== Reading passage ==
'''
Culler also spent 10 days in Kuwait during the oil well fires. “I’ve never been that miserable,” he said. “At noon it was like midnight.”
At a decontamination site, the soldiers went one way and their vehicles were taken in another. While the vehicles were being “deconed,” the soldiers had to strip down, their uniforms burned, and their bodies scrubbed virtually raw.
At one point, Culler asked the commanding lieutenant-colonel, “Sir, you deconed my truck, burned my uniform, scrubbed my body, but what about the stuff I breathed in?” “Oh, don’t worry about that,” the commander said. The only response Culler could muster was a veiled sarcastic, “Thank you, sir.”
At a base in Saudi Arabia, Culler also experienced gas attacks. Among others, the Iraqis used sarin nerve gas and mustard gas, the latter of which was used extensively in World War I and several conflicts after. In 1993 the United Nations Chemical Weapons Convention, which called for the complete destruction of all specified stockpiles of chemical weapons, was signed by 162 member countries. As of 2016, about 90 percent of the stockpiles have been destroyed, Iraq has yet to start destruction.
At that same base, Culler also endured SCUD missile attacks. The SCUD was developed by the Soviet Union during the Cold War and exported extensively to Second and Third World countries.
Culler also spent some life changing time in Panama. On one particular Saturday, his supervisor asked if he would help him with something. They loaded a pickup truck with dry goods and drove about three hours south of Panama City. Arriving at a remote compound, they stopped, unloaded the truck, drove about 10 yards away, and just waited. A man appeared with a white cloth covering his entire body. This was a leper colony of some 200 people.
“My supervisor had been doing this for years, and I joined him every Saturday for the four months I was there,” Culler said. “It was the coolest thing in the world, and I have always wondered what happened to them after we pulled out of Panama. That was a very humbling experience.”
'''
== Directions ==
(A) In the account of Culler's military service, why did he ask the commanding lieutenant-colonel about "the stuff I breathed in"? Answer in one to three sentences.
(B) Go on with the account of Culler's military service from its final sentence.
The records that follow are drawn from a separate source, unrelated to the text.

== Entries shown ==
'''
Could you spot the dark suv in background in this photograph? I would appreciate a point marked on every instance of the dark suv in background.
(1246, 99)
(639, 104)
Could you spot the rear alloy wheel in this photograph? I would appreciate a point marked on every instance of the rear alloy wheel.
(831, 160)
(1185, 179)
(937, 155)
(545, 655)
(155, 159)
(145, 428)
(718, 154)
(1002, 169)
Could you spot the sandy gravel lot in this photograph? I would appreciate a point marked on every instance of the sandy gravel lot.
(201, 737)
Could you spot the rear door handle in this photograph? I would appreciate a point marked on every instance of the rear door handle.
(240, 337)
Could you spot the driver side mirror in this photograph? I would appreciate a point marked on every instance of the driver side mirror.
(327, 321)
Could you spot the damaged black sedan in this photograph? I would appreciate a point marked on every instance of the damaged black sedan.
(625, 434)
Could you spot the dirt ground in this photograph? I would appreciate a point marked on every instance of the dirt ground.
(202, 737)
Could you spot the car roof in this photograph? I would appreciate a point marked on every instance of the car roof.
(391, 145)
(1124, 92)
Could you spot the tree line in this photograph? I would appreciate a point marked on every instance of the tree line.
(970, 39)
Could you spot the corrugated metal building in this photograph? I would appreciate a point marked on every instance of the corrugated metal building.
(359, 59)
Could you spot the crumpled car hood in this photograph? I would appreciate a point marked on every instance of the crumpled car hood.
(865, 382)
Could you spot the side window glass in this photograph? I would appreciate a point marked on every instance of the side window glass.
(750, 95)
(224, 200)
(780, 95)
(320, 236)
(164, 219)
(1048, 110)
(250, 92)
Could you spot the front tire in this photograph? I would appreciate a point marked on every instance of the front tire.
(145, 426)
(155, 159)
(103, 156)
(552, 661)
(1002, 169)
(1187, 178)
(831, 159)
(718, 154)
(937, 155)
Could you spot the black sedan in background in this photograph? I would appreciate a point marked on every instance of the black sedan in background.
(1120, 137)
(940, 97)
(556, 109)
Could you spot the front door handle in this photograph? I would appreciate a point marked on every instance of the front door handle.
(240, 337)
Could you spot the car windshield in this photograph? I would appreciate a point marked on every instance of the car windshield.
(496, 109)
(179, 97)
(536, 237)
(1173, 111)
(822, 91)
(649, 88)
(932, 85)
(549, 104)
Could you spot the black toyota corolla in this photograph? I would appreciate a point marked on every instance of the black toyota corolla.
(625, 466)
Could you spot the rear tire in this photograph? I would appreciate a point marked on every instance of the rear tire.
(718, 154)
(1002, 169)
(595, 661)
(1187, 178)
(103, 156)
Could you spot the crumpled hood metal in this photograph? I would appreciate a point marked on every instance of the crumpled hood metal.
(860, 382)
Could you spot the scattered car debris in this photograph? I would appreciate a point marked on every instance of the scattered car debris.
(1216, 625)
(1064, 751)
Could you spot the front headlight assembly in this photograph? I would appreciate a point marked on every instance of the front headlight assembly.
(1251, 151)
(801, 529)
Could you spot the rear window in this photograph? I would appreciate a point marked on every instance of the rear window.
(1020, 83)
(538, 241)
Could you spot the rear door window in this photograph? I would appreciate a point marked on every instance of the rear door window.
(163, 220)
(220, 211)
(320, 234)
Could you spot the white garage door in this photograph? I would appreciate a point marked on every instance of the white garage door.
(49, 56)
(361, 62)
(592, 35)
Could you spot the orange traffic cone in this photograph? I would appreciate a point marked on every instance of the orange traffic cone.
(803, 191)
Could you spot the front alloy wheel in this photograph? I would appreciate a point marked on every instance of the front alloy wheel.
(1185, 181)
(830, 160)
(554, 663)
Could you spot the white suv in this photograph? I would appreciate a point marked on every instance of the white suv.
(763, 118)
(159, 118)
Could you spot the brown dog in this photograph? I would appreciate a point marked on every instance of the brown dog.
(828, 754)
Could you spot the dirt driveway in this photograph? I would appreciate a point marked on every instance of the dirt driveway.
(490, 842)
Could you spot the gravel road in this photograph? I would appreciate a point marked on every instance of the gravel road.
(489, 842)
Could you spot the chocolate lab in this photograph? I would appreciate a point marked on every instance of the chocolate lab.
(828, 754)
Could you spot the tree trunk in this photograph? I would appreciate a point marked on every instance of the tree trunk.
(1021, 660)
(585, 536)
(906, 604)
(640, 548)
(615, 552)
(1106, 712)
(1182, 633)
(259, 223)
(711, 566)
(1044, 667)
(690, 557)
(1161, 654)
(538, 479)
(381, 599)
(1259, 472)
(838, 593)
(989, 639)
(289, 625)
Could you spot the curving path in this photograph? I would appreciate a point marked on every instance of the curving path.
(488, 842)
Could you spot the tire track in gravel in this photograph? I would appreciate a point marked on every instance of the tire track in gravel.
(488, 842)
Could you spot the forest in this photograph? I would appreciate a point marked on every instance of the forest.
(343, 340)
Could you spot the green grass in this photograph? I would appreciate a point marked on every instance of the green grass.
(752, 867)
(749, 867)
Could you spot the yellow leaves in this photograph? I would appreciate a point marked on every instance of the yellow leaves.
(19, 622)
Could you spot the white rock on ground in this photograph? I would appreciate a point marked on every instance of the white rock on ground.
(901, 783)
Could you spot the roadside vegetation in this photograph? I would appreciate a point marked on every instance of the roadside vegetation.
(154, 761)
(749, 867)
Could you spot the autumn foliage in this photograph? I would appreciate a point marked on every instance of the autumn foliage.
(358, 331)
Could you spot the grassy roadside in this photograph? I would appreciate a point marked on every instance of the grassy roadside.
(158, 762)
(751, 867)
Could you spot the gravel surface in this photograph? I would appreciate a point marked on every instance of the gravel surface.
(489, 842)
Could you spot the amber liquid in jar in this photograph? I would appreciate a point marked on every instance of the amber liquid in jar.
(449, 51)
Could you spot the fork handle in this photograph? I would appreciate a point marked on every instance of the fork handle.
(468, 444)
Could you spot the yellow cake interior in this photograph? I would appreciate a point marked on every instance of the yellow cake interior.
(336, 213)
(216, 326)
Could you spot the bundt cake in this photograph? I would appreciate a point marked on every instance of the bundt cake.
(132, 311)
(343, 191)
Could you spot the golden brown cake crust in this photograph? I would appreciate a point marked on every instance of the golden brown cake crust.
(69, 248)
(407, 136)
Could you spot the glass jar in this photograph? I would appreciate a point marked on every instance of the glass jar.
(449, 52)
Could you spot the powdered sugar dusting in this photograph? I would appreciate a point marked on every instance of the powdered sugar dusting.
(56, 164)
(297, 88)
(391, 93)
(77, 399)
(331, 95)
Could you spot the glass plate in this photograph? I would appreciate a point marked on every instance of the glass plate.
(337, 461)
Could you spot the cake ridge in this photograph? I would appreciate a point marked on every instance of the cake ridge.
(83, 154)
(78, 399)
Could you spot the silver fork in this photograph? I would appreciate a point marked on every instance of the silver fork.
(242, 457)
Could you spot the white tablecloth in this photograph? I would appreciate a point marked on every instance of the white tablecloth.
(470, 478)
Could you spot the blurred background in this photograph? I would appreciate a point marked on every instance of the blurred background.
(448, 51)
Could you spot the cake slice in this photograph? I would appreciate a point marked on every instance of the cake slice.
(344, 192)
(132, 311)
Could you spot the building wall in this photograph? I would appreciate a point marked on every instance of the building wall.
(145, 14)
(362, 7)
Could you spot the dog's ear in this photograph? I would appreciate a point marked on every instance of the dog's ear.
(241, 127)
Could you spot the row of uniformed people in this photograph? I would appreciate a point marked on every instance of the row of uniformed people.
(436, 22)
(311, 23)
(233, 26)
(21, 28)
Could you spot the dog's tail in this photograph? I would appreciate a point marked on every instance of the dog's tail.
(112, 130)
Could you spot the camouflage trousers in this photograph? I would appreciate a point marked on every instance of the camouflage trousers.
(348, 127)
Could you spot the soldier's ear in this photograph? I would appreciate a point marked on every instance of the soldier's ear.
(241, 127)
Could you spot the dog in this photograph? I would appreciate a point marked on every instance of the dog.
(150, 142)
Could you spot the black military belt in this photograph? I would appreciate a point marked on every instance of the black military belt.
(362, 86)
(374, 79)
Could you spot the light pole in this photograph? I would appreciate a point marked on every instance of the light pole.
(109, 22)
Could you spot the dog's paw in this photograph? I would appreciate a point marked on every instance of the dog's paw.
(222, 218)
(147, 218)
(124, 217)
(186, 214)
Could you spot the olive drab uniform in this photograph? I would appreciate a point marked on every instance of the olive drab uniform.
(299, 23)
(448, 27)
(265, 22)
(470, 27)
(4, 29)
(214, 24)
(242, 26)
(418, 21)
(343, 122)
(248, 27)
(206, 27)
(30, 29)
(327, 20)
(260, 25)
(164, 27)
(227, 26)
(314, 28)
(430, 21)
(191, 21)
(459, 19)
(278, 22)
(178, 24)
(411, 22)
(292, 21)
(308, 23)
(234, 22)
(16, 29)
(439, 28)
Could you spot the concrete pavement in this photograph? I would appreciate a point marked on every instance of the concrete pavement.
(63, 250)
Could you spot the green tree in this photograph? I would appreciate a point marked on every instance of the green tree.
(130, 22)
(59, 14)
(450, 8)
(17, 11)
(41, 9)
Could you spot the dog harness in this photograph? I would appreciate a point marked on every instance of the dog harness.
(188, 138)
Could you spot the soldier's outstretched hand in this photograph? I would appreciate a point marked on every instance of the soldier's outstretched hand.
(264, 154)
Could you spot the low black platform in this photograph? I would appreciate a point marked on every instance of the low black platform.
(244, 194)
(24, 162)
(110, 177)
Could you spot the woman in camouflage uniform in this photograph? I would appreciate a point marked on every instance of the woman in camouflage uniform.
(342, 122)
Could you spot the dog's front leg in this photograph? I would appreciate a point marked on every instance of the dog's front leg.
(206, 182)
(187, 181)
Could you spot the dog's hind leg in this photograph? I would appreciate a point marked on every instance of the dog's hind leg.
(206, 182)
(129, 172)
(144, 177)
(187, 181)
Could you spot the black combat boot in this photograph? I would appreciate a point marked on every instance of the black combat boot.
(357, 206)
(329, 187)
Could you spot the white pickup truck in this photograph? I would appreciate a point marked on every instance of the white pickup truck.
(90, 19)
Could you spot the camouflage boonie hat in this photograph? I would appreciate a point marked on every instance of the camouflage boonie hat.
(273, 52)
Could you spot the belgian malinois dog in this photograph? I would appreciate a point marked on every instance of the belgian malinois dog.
'''
== The responses ==
(A) His truck had been decontaminated, his uniform burned, and his body scrubbed, but nothing had been done about what he had inhaled. He asked because that exposure had gone unaddressed.

(B)
Those experiences, and others, greatly affected Culler’s career choice after leaving the military. When he decided on firefighting and EMS, his interviewer, who later became his partner, asked him why he wanted to be an EMT, to which he answered, “My goal is to save more lives than I took.” He is gratified that he did, indeed, meet that goal.
All that, in fact, led to another concern Culler had. Because he worked on many Thanksgivings and Christmases in EMS work and had always been deployed over the holidays in the military, he understood the loneliness and disconnection that many face at those times.
So, as a result of his vision and efforts, along with support from many in our community, there will be a get together at the VFW/Lions Club building on Christmas Day for those who need it. It will open about 9:30 a.m. with cinnamon rolls to snack on. Entertainment will include card and board games and Christmas movies. The first main meal of turkey and all the “fixin’s” will be ready at 2 p.m. and another around 5 p.m. Food will also be delivered to the Sheriff’s Office for those on patrol and even the inmates.
Culler’s plan is to make this an annual event, and he hopes the idea will catch on in Rangely and other communities. Donations are appreciated, but no money will be charged.